=== Given text ===

Preparing for an Adventure

Moving to a foreign country is no easy feat.

I’m moving to Vietnam for at least one year. Luckily for me though, this is not the first time i’ve been abroad for a long period so I feel a little more prepared for the journey. The first time I traveled abroad was to China. I studied abroad in Beijing for a semester and traveled for a month after my semester ended. The second time, I traveled to South Korea, China, Vietnam, Mongolia, Thailand, Cambodia, Malaysia, and India for a total of nine months. I learned a lot about what to bring and what not to bring during my stints abroad and thought I’d share some of my wisdom for anyone looking for travel advice.

When I was in China, I luckily was in one place for the majority of my time there so I didn’t have to worry so much about lugging all my belongings with me everywhere I went. Yet, the things that I brought with me could’ve been more useful. Below are some lessons learned from my trip in China.

Lessons learned:

  • Bring clothes you like. I was so worried about ruining my clothes in China that I ended up bringing clothes I didn’t really care about. I felt drab my entire time there.  I also didn’t bring any “nice” clothes so whenever we went out, I felt unprepared to go out for a night on the town. It’s crazy how the things you wear on your body have such a big effect on your mood.
  • Bring good basics that are easy to mix, match, and layer. Beijing has very distinct seasons. When I arrived, it was snowing. When I left, it was sweltering hot.  While you can buy clothes just about anywhere, they might not necessarily be in styles and sizes that fit you. If you’re like me, you are a really picky person that won’t wear something you’re not comfortable in. In my 5 months in China, I probably only bought two garments of clothing that I actually wore. I was also super poor so the clothes I did like were insanely expensive.
  • Shoes. It’s important to bring shoes that have multi-purpose. They should be comfortable but also look good with different outfits. I brought sneakers, boots, flats I didn’t really like, sandals that I didn’t really like, and flip flops with me. I ended up buying several pairs of shoes while in China including a pair of bootleg converse and several flats. Beijing is actually a pretty trendy city so you don’t want to dress in sneakers all the time. My boots were great but once it got warm, i couldn’t wear them. The flats and sandals I brought weren’t the most comfortable and in Beijing you walk A LOT.

=== Entries provided ===

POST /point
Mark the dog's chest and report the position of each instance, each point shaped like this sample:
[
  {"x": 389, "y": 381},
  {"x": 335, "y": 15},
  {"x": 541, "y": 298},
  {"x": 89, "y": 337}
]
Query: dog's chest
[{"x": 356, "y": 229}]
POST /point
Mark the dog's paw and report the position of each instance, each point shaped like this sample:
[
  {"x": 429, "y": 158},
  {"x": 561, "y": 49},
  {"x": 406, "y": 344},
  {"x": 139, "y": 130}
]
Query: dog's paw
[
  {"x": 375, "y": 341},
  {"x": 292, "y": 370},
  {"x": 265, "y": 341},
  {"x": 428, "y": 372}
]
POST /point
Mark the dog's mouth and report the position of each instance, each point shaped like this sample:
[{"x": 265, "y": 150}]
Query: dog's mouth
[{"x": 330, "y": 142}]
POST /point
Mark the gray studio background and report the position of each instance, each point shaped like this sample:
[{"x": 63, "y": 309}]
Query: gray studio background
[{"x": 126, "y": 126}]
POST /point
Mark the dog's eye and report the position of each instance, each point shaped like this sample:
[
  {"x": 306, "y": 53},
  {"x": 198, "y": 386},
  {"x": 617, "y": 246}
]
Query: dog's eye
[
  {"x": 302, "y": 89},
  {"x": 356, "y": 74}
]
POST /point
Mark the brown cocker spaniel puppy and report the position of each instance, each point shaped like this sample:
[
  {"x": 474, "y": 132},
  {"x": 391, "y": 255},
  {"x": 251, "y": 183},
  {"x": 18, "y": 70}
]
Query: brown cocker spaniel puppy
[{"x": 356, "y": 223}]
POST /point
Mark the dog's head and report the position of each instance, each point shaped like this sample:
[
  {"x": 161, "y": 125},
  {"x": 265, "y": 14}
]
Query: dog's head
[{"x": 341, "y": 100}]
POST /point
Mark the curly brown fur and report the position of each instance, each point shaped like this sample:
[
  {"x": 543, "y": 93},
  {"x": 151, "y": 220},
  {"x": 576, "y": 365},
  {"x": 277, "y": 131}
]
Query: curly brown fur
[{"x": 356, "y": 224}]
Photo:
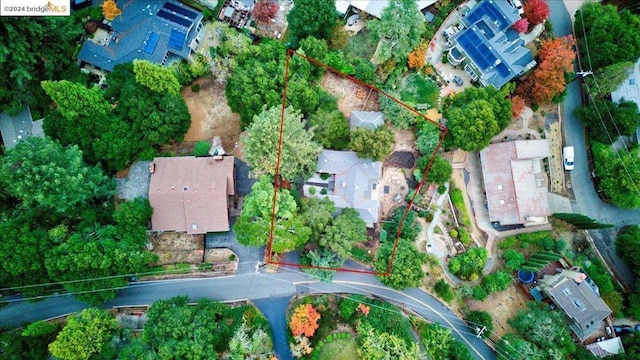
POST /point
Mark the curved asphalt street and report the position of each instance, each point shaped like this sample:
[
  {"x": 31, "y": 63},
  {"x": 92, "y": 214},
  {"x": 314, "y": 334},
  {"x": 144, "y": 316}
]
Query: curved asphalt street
[
  {"x": 262, "y": 288},
  {"x": 586, "y": 200}
]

===

__Actions to take__
- A) Retype the travel-preparation post, starting with "When I was in" and going on through "trip in China.".
- B) According to the travel-preparation post, how long did the writer's second trip abroad last in total?
- C) Carry on the travel-preparation post from its last sentence.

__Responses by task__
- A)
When I was in China, I luckily was in one place for the majority of my time there so I didn’t have to worry so much about lugging all my belongings with me everywhere I went. Yet, the things that I brought with me could’ve been more useful. Below are some lessons learned from my trip in China.

- B) A total of nine months.

- C)
  • Don’t bring things you can buy there. Things like deodorant, tampons, and razors, can be hard to come by in China. Everything else though, you can find. Unless you’re super particular about your face wash, tooth paste, shampoo, or conditioner, you can just buy that stuff there. The only things that I make sure I buy in the U.S. are deodorant, floss, bug spray, and sun screen. Keep in mind that in places like China, people like having white skin so be weary of certain products because they might have bleach in them.

My 9-month trip abroad was a bit trickier to pack for. Since I would constantly be on the move for 9 months I had be sure that I could carry everything that I brought with me. Weight limits for a lot of airlines abroad are also only 20 kg (44 lbs) so you really need to limit what you bring, otherwise you’ll pay exorbitant fees for every kilo that is overweight.

Lessons learned:

  • Backpacking through Asia is not an excuse to look like a bum. Even though you can only bring so many clothes with you, you’re still traveling through civilized countries and should dress like a civilized person. People in Asia dress pretty modestly and you should follow suit or risk sticking out more like a sore thumb or  being looked down upon. It’s not like people wear camping pants everywhere they go so you shouldn’t either. I like REI just as much as the next person, but if you’re not camping, you shouldn’t dress like you’re camping. Quick dry stuff is great and I’m not saying you shouldn’t bring a few of those garments along but you should try and follow local customs and dress similarly like the people around you.
  • Some things you can’t live without. Constantly being on the move and sleeping in every living situation imaginable, there are certain things that I could not have lived without.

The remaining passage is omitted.